[Object position labeling entries]
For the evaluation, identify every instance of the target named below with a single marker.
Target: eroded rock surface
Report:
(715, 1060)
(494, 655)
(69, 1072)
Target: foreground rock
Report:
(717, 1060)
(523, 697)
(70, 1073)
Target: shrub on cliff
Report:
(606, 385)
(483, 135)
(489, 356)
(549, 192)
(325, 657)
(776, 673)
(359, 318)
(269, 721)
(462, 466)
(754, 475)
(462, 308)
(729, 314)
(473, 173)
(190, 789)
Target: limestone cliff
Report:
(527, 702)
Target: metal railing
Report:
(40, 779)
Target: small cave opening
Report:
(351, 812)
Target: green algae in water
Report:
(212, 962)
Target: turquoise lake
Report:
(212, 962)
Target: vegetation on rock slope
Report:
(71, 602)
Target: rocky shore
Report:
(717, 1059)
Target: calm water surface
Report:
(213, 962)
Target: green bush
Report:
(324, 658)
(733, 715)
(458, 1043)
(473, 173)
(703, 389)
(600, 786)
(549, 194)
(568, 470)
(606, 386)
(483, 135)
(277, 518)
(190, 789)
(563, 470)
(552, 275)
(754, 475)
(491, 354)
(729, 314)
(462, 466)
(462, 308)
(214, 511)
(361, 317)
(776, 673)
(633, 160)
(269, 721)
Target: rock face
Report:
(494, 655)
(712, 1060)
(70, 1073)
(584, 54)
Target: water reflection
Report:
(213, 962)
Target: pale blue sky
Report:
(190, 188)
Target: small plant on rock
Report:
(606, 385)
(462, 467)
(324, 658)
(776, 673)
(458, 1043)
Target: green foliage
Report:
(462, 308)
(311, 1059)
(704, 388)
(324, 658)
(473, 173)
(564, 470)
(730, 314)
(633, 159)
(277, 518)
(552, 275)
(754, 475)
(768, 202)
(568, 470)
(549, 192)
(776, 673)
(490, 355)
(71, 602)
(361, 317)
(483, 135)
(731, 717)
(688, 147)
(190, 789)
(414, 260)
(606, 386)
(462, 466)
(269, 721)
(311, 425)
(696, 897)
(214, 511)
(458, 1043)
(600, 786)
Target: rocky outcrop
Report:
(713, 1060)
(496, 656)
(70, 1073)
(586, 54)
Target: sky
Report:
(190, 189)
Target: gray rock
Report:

- [Do this]: Put the lines of the entries, from the one containing "Target: green bush" through the last line, into a Markdown table with the columns Row and Line. Number each row and omit blank lines.

- [Written answer]:
| Row | Line |
|---|---|
| 1 | Target: green bush |
| 2 | Report: |
| 3 | (324, 658) |
| 4 | (733, 715) |
| 5 | (458, 1043) |
| 6 | (473, 173) |
| 7 | (703, 389) |
| 8 | (600, 786) |
| 9 | (549, 194) |
| 10 | (568, 470) |
| 11 | (606, 386) |
| 12 | (483, 135) |
| 13 | (277, 518) |
| 14 | (190, 789) |
| 15 | (563, 470) |
| 16 | (552, 275) |
| 17 | (754, 475) |
| 18 | (491, 354) |
| 19 | (729, 314) |
| 20 | (462, 466) |
| 21 | (462, 308) |
| 22 | (214, 511) |
| 23 | (361, 317) |
| 24 | (776, 673) |
| 25 | (633, 160) |
| 26 | (269, 721) |
| 27 | Target: rock face |
| 28 | Report: |
| 29 | (494, 655) |
| 30 | (712, 1060) |
| 31 | (70, 1073) |
| 32 | (584, 54) |
| 33 | Target: water reflection |
| 34 | Report: |
| 35 | (213, 962) |
| 36 | Target: pale blue sky |
| 37 | Report: |
| 38 | (190, 188) |
| 39 | Target: small plant on rock |
| 40 | Report: |
| 41 | (606, 385) |
| 42 | (462, 467) |
| 43 | (324, 658) |
| 44 | (776, 673) |
| 45 | (458, 1043) |
| 46 | Target: green foliage |
| 47 | Report: |
| 48 | (462, 308) |
| 49 | (311, 1059) |
| 50 | (704, 388) |
| 51 | (324, 658) |
| 52 | (473, 173) |
| 53 | (564, 470) |
| 54 | (730, 314) |
| 55 | (633, 159) |
| 56 | (277, 518) |
| 57 | (552, 275) |
| 58 | (754, 475) |
| 59 | (768, 202) |
| 60 | (568, 470) |
| 61 | (549, 192) |
| 62 | (776, 673) |
| 63 | (490, 355) |
| 64 | (71, 602) |
| 65 | (361, 317) |
| 66 | (483, 135) |
| 67 | (731, 717) |
| 68 | (688, 147) |
| 69 | (190, 789) |
| 70 | (414, 260) |
| 71 | (606, 386) |
| 72 | (462, 466) |
| 73 | (269, 721) |
| 74 | (311, 425) |
| 75 | (696, 897) |
| 76 | (214, 511) |
| 77 | (458, 1043) |
| 78 | (600, 786) |
| 79 | Target: rocky outcrop |
| 80 | Report: |
| 81 | (713, 1060) |
| 82 | (496, 656) |
| 83 | (70, 1073) |
| 84 | (586, 54) |
| 85 | Target: sky |
| 86 | Report: |
| 87 | (190, 189) |
| 88 | Target: gray rock |
| 89 | Report: |